─── TRECHO DO DOCUMENTO ───

Ficção projeta futuro do planeta após meio século sem combate ao efeito estufa. Sem mensagem edificante, "A Era da Estupidez" pinta cenário cientificamente mais realista do que outros que dramatizaram o tema
O ano é 2055. Catástrofes naturais causadas pela mudança climática, seguidas de guerras, levaram ao colapso da civilização e à quase extinção da humanidade. Numa torre solitária, num Ártico livre de gelo, um sobrevivente reprisa vídeos do começo do século, quando as catástrofes começaram a acontecer. E se pergunta: "Por que não salvamos a nós mesmos quando tivemos a chance?" É esse o argumento de "A Era da Estupidez", filme que pretende mobilizar a opinião pública para a crise do clima e para o novo acordo global contra os gases-estufa, a ser negociado dezembro em Copenhague.
Meio ficção, meio documentário, o filme estrelado por Pete Postlewhaite (o pai de Daniel Dey-Lewis em "Em Nome do Pai" e o caçador de "Jurassic Park") explora as consequências do chamado cenário "mesmo de sempre", no qual as emissões de dióxido de carbono por atividades humanas continuam subindo sem parar. Mais do que isso, no entanto, a produção da diretora britânica Franny Armstrong mostra por que esse é o futuro provável da espécie, ao contar histórias reais de pessoas comuns -cujas ações cotidianas contribuem para o problema.
Um dos personagens, por exemplo, é o milionário indiano Jeh Wadia, que aos 32 anos criou a primeira empresa aérea econômica da Índia, a Go (a aviação é uma das principais fontes de CO2). Há também o engenheiro britânico Piers Guy, que monta uma turbina eólica no quintal de casa para cortar as próprias emissões, mas não consegue montar uma pequena usina eólica em sua região por oposição dos vizinhos, ciosos de sua "paisagem".
Do outro lado estão Fernand Pareau, o guia de montanha francês que vê o aquecimento mudar as geleiras onde cresceu, nos Alpes; a nigeriana Layefa Maleni, cuja aldeia é arruinada pela atividade da Shell no delta do Níger; e duas crianças iraquianas que se refugiam da Jordânia após terem o pai morto na invasão americana de 2003 -uma guerra por óleo.

─── REGISTROS FORNECIDOS ───

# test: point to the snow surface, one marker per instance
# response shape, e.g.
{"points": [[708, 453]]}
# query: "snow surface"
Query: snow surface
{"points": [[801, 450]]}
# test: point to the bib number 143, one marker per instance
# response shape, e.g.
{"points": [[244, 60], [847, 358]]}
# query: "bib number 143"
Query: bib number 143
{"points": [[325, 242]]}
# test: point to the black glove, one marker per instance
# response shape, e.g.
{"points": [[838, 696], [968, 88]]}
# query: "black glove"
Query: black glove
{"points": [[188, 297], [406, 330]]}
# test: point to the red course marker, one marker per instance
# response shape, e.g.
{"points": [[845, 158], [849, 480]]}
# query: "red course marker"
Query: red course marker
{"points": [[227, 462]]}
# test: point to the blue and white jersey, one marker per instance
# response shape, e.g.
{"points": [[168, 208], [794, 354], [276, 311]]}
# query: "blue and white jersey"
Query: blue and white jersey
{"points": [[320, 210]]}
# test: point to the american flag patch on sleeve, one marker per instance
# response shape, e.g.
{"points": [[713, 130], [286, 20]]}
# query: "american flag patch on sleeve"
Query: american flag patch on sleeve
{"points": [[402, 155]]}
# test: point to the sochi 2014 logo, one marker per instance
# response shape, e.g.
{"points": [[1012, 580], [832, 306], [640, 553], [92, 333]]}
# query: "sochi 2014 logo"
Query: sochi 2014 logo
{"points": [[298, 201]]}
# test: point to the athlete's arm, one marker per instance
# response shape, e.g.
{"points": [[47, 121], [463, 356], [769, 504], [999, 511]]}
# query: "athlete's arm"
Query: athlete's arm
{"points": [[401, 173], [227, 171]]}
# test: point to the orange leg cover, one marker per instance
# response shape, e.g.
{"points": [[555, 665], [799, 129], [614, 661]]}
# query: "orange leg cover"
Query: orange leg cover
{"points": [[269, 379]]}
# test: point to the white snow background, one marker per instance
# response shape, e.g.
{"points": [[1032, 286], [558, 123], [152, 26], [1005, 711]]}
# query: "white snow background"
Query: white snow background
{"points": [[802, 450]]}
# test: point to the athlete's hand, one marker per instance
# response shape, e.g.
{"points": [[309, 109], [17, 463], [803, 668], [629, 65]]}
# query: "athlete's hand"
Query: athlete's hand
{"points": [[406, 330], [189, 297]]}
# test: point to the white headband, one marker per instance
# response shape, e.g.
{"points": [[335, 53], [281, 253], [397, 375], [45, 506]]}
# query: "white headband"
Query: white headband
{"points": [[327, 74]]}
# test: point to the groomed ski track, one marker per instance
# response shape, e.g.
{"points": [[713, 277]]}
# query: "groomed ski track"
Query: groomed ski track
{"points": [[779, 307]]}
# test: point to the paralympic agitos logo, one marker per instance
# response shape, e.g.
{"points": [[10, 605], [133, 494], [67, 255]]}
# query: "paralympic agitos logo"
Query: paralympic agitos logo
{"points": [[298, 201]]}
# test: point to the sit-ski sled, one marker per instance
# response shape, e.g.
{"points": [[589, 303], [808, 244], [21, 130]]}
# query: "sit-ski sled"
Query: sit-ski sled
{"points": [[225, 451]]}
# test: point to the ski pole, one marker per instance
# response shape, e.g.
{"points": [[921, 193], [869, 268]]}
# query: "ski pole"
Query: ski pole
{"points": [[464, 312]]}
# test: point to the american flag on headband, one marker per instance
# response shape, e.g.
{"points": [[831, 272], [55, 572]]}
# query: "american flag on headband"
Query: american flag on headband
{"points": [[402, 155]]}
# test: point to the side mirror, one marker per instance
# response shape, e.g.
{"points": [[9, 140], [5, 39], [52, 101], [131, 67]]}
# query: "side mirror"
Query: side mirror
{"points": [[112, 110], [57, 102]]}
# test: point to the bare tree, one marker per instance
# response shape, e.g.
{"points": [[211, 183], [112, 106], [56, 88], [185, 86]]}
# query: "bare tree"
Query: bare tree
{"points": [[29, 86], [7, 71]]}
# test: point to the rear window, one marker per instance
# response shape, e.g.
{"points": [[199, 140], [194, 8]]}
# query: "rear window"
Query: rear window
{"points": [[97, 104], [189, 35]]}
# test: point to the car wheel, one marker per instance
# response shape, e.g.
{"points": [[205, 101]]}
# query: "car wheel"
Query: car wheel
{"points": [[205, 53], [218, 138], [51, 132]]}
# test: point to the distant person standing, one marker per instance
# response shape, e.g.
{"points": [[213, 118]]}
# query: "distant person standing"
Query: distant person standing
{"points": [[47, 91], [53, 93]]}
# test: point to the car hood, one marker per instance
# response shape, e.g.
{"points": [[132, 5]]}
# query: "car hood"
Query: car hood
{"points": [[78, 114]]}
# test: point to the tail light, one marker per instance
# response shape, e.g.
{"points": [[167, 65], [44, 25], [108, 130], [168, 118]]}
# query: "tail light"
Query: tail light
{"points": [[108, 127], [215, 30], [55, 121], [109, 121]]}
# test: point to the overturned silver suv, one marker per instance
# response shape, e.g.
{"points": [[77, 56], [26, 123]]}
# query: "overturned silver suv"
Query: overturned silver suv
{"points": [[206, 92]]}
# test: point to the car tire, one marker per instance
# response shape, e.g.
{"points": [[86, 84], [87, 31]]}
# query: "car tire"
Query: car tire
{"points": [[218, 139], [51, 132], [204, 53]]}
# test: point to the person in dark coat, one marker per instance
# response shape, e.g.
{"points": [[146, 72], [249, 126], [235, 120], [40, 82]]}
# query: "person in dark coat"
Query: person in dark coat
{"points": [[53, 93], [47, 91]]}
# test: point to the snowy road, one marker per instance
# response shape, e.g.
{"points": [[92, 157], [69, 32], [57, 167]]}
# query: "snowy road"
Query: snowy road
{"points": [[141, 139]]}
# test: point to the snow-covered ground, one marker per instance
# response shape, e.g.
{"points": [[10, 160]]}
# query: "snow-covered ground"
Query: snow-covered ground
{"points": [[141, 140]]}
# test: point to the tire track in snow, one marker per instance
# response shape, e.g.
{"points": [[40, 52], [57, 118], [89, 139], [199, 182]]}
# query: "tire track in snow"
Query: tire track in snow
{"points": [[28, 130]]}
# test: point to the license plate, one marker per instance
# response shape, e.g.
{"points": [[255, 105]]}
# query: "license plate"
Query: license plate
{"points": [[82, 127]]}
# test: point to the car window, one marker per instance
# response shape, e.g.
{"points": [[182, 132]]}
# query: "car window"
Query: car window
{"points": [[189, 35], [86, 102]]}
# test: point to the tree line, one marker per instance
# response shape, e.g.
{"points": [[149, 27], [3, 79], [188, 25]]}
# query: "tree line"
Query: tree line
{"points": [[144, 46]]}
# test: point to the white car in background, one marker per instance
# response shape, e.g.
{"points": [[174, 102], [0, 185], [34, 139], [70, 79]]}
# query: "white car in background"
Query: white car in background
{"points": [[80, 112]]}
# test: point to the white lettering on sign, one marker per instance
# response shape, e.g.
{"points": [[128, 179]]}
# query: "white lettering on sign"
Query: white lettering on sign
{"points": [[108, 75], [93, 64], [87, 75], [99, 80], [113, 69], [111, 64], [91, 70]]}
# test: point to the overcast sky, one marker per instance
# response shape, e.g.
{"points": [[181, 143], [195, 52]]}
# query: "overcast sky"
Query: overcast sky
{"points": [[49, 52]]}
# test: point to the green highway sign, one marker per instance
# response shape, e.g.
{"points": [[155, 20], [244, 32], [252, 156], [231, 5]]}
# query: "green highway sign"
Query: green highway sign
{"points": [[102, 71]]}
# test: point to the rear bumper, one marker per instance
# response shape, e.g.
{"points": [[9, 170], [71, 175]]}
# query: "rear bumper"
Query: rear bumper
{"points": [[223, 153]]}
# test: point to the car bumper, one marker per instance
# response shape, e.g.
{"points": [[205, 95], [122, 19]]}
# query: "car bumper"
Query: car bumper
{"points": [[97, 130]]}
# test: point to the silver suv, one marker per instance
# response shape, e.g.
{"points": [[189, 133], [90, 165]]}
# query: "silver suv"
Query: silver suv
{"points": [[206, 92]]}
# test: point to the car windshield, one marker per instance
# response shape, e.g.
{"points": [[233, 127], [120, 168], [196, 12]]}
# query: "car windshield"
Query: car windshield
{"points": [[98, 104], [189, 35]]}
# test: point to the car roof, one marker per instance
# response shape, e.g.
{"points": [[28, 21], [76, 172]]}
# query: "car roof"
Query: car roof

───

PARTES DO EXERCÍCIO ▸
**A)** Conforme o trecho do documento, qual empresa aérea Jeh Wadia fundou aos 32 anos?
**B)** Identifique cada linha dos registros em que aparece a palavra "overturned", considerando a distinção entre maiúsculas e minúsculas.
O trecho do documento e os registros têm origens distintas.

LISTA DE SOLUÇÕES ▸
**A)** A Go, a primeira empresa aérea econômica da Índia.

**B)**
# test: point to the overturned silver suv, one marker per instance
# query: "overturned silver suv"
Query: overturned silver suv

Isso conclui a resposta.